YOUR INSTRUCTIONS = Which of the lines below include the word "rock"? Pull each one out.

INFORMATION SUPPLIED =
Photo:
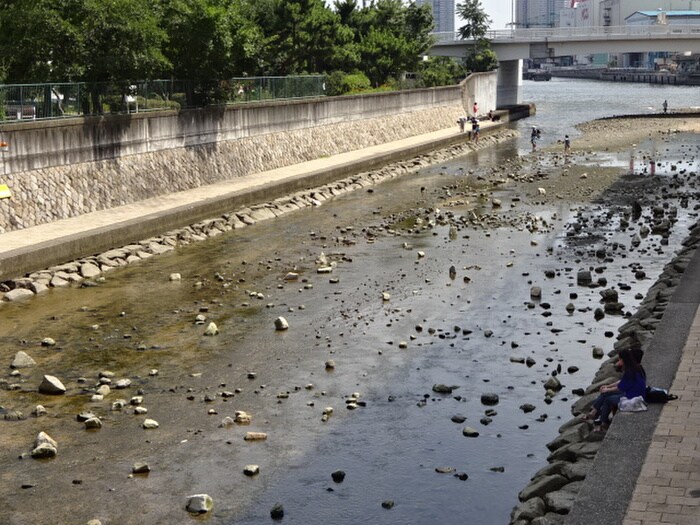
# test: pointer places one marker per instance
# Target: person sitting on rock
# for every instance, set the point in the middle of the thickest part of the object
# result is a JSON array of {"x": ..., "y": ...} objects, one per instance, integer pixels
[{"x": 632, "y": 384}]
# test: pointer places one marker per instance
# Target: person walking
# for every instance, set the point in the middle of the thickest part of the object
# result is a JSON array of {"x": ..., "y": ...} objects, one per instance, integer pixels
[{"x": 533, "y": 138}]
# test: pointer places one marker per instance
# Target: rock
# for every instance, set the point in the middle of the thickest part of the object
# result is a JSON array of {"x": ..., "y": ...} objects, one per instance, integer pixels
[
  {"x": 575, "y": 452},
  {"x": 470, "y": 432},
  {"x": 44, "y": 446},
  {"x": 444, "y": 389},
  {"x": 103, "y": 390},
  {"x": 123, "y": 383},
  {"x": 212, "y": 329},
  {"x": 59, "y": 282},
  {"x": 584, "y": 278},
  {"x": 550, "y": 519},
  {"x": 542, "y": 486},
  {"x": 552, "y": 384},
  {"x": 242, "y": 418},
  {"x": 51, "y": 386},
  {"x": 251, "y": 470},
  {"x": 277, "y": 512},
  {"x": 489, "y": 399},
  {"x": 226, "y": 422},
  {"x": 561, "y": 501},
  {"x": 22, "y": 360},
  {"x": 338, "y": 476},
  {"x": 89, "y": 270},
  {"x": 199, "y": 503},
  {"x": 140, "y": 468},
  {"x": 529, "y": 510},
  {"x": 281, "y": 324},
  {"x": 94, "y": 423},
  {"x": 84, "y": 416},
  {"x": 44, "y": 451},
  {"x": 255, "y": 436},
  {"x": 18, "y": 294}
]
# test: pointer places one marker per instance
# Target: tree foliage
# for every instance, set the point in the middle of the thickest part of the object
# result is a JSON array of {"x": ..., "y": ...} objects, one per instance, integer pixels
[
  {"x": 481, "y": 57},
  {"x": 207, "y": 41}
]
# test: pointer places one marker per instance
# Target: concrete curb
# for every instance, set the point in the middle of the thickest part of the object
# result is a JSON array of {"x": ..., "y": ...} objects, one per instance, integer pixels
[{"x": 608, "y": 489}]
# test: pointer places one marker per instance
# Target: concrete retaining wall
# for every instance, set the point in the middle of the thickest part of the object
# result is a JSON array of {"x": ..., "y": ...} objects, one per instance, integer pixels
[
  {"x": 479, "y": 88},
  {"x": 62, "y": 169}
]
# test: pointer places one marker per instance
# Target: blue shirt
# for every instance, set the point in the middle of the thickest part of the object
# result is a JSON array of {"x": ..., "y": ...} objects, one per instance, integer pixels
[{"x": 632, "y": 384}]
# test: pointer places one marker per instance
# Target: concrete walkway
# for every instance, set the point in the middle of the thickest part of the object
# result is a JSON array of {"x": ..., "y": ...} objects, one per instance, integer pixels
[
  {"x": 45, "y": 245},
  {"x": 647, "y": 471},
  {"x": 668, "y": 487}
]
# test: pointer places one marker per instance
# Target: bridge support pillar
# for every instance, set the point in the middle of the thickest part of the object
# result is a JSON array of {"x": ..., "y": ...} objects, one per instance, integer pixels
[{"x": 509, "y": 83}]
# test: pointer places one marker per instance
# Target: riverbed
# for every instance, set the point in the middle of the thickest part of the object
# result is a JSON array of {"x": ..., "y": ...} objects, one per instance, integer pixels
[{"x": 393, "y": 318}]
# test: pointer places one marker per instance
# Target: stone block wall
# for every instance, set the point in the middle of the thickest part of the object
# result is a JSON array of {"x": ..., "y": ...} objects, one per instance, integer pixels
[{"x": 174, "y": 152}]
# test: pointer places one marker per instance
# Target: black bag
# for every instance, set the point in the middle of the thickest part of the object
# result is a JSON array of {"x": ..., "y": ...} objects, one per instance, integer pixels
[{"x": 658, "y": 395}]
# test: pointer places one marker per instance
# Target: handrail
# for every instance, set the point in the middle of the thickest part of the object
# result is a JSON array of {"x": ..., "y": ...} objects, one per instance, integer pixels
[{"x": 578, "y": 33}]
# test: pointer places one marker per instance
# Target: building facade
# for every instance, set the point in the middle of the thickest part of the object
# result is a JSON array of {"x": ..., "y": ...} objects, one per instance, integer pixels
[{"x": 443, "y": 14}]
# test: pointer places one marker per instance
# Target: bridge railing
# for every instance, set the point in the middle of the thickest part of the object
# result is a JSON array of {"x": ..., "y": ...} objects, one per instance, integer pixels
[{"x": 539, "y": 34}]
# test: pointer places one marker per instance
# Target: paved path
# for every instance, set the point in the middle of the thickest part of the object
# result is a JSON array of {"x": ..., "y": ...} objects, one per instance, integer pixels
[
  {"x": 45, "y": 245},
  {"x": 668, "y": 487}
]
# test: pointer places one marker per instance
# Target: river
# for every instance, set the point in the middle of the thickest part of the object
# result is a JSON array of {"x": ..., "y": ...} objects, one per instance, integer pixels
[{"x": 459, "y": 330}]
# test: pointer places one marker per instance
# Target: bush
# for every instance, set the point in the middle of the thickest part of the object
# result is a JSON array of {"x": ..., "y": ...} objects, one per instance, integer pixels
[{"x": 341, "y": 83}]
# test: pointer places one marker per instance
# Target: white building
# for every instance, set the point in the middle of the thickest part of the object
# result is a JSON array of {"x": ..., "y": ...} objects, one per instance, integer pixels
[
  {"x": 443, "y": 14},
  {"x": 539, "y": 13},
  {"x": 615, "y": 12}
]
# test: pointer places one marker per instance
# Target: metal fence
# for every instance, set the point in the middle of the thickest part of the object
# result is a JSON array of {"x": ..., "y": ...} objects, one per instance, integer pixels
[{"x": 52, "y": 101}]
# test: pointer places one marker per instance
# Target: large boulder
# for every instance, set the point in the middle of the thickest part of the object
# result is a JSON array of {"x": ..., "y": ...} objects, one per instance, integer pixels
[
  {"x": 529, "y": 510},
  {"x": 22, "y": 360},
  {"x": 542, "y": 486},
  {"x": 199, "y": 503},
  {"x": 51, "y": 386},
  {"x": 18, "y": 294}
]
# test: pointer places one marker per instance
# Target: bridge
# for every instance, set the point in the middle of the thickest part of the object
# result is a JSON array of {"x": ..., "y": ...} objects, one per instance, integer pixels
[{"x": 513, "y": 45}]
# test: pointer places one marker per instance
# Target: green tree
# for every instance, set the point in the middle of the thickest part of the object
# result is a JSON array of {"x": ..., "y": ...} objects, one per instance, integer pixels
[
  {"x": 481, "y": 57},
  {"x": 475, "y": 18},
  {"x": 121, "y": 40},
  {"x": 392, "y": 38},
  {"x": 441, "y": 71},
  {"x": 40, "y": 41},
  {"x": 210, "y": 41},
  {"x": 302, "y": 36}
]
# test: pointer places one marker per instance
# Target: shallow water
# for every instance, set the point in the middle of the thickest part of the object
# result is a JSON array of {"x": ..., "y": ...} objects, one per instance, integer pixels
[{"x": 138, "y": 321}]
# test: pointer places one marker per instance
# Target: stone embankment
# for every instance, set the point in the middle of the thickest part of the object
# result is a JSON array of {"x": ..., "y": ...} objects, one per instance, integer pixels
[
  {"x": 58, "y": 192},
  {"x": 87, "y": 271},
  {"x": 552, "y": 492}
]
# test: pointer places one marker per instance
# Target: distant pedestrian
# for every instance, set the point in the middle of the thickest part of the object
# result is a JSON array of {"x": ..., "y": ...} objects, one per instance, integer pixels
[
  {"x": 534, "y": 135},
  {"x": 462, "y": 121}
]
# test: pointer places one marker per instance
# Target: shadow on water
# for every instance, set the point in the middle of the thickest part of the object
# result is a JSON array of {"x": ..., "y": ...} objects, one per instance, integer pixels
[{"x": 469, "y": 331}]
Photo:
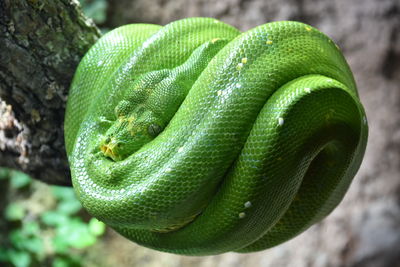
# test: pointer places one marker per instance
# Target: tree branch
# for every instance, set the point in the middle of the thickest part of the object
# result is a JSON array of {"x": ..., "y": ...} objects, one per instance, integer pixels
[{"x": 41, "y": 44}]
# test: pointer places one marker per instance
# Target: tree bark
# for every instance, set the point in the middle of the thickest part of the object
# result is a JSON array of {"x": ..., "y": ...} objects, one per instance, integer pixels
[{"x": 41, "y": 44}]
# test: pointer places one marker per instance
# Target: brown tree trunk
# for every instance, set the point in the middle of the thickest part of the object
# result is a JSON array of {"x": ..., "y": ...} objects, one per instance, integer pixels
[{"x": 41, "y": 43}]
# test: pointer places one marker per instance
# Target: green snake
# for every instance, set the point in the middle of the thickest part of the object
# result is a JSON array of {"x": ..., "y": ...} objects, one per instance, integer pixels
[{"x": 197, "y": 139}]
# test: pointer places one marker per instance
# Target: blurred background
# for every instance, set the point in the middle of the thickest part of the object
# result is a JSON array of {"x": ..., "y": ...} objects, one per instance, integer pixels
[{"x": 45, "y": 226}]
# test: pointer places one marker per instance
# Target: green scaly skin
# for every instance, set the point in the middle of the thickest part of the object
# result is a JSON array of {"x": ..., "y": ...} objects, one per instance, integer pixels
[{"x": 196, "y": 139}]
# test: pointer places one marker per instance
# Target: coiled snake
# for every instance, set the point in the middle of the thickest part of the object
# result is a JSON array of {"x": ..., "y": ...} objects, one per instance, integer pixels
[{"x": 194, "y": 138}]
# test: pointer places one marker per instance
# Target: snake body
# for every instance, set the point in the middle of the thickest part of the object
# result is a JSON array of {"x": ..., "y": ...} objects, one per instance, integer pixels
[{"x": 197, "y": 139}]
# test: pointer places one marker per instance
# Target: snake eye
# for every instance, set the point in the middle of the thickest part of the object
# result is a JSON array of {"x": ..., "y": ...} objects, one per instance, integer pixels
[
  {"x": 154, "y": 129},
  {"x": 122, "y": 108}
]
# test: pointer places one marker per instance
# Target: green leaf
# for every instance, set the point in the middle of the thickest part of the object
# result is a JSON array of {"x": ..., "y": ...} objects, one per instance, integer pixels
[
  {"x": 69, "y": 207},
  {"x": 95, "y": 10},
  {"x": 17, "y": 238},
  {"x": 63, "y": 193},
  {"x": 19, "y": 179},
  {"x": 31, "y": 228},
  {"x": 3, "y": 255},
  {"x": 14, "y": 212},
  {"x": 4, "y": 173},
  {"x": 19, "y": 258},
  {"x": 54, "y": 218},
  {"x": 34, "y": 245},
  {"x": 76, "y": 234},
  {"x": 67, "y": 262},
  {"x": 96, "y": 227}
]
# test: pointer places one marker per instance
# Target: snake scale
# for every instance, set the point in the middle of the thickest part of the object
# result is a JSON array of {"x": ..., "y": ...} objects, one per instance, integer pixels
[{"x": 194, "y": 138}]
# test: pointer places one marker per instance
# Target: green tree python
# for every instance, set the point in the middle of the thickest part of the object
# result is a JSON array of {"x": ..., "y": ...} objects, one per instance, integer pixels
[{"x": 197, "y": 139}]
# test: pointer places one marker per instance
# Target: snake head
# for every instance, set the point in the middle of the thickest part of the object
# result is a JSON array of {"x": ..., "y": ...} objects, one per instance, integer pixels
[{"x": 128, "y": 133}]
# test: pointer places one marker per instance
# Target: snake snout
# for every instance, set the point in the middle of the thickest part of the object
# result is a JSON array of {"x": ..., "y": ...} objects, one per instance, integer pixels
[{"x": 109, "y": 147}]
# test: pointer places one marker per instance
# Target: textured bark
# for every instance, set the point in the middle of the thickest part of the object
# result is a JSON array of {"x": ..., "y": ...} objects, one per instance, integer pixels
[
  {"x": 41, "y": 43},
  {"x": 364, "y": 230}
]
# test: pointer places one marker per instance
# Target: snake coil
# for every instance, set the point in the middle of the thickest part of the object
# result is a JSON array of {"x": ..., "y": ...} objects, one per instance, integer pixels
[{"x": 194, "y": 138}]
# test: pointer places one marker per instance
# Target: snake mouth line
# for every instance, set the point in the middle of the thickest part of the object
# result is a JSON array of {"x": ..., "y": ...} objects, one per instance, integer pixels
[{"x": 108, "y": 151}]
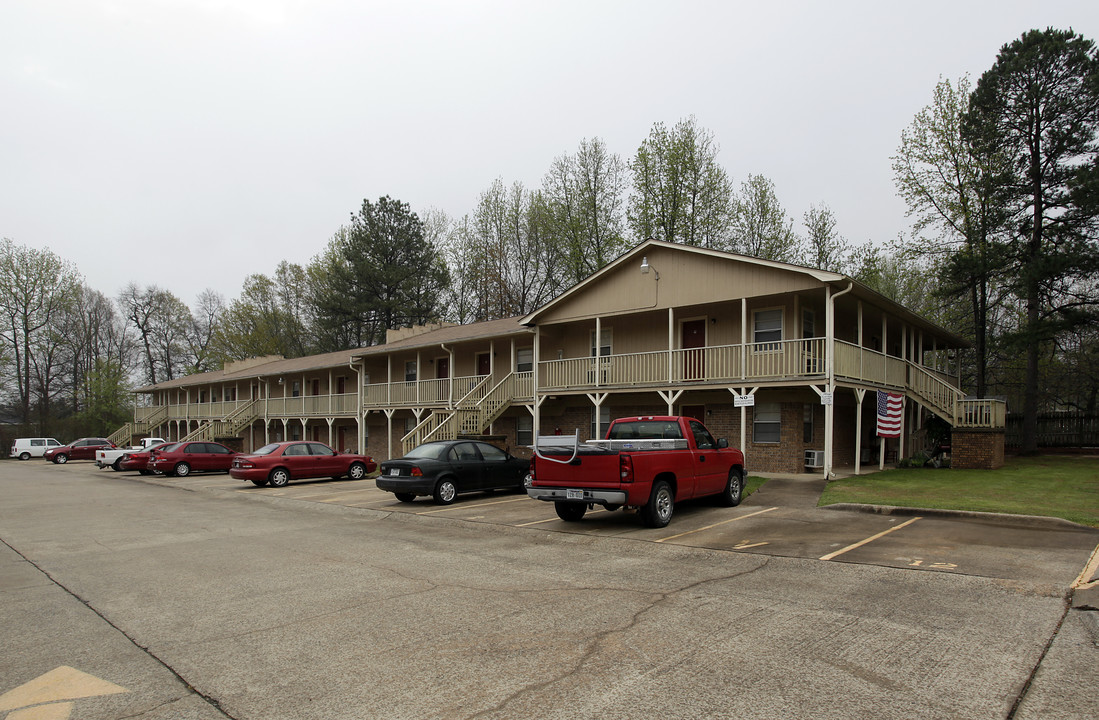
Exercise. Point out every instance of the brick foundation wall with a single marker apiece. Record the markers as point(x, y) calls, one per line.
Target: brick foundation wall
point(977, 449)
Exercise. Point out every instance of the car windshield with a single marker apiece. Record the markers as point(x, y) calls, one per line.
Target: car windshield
point(646, 430)
point(431, 451)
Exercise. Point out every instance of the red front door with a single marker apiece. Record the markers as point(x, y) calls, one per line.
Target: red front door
point(694, 344)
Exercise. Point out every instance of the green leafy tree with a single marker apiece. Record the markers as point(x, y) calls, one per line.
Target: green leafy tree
point(681, 194)
point(1038, 109)
point(259, 322)
point(517, 261)
point(585, 195)
point(379, 273)
point(107, 399)
point(761, 226)
point(162, 321)
point(36, 288)
point(824, 247)
point(950, 187)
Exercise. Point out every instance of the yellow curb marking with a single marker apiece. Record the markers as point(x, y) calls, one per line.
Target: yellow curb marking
point(1083, 580)
point(868, 540)
point(717, 523)
point(745, 544)
point(52, 711)
point(59, 684)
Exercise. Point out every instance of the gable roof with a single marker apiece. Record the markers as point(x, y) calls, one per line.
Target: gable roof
point(821, 278)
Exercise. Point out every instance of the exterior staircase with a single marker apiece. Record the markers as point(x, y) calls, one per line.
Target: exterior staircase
point(129, 431)
point(228, 427)
point(950, 403)
point(474, 412)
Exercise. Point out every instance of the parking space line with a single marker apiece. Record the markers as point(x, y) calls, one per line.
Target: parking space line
point(868, 540)
point(539, 522)
point(1084, 579)
point(715, 524)
point(464, 507)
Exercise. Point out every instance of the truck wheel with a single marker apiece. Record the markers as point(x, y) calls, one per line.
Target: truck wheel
point(734, 488)
point(570, 511)
point(662, 504)
point(445, 491)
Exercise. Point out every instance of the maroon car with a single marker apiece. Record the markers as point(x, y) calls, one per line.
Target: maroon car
point(197, 456)
point(84, 449)
point(279, 463)
point(139, 458)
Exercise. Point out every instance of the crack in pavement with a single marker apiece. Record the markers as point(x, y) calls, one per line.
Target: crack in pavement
point(600, 640)
point(209, 699)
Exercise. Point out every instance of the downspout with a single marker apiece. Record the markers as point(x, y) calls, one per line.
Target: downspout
point(450, 377)
point(359, 414)
point(830, 409)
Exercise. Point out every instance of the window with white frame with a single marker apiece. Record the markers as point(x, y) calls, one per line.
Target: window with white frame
point(767, 328)
point(600, 421)
point(808, 323)
point(524, 430)
point(524, 360)
point(604, 342)
point(767, 422)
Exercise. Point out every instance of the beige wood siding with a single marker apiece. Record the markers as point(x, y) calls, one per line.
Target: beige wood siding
point(686, 279)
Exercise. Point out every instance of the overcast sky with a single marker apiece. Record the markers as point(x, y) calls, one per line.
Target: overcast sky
point(190, 143)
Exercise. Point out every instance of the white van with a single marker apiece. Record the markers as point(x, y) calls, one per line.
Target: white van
point(28, 447)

EXERCISE RESULT =
# Target: person sitting on rock
# Target: rock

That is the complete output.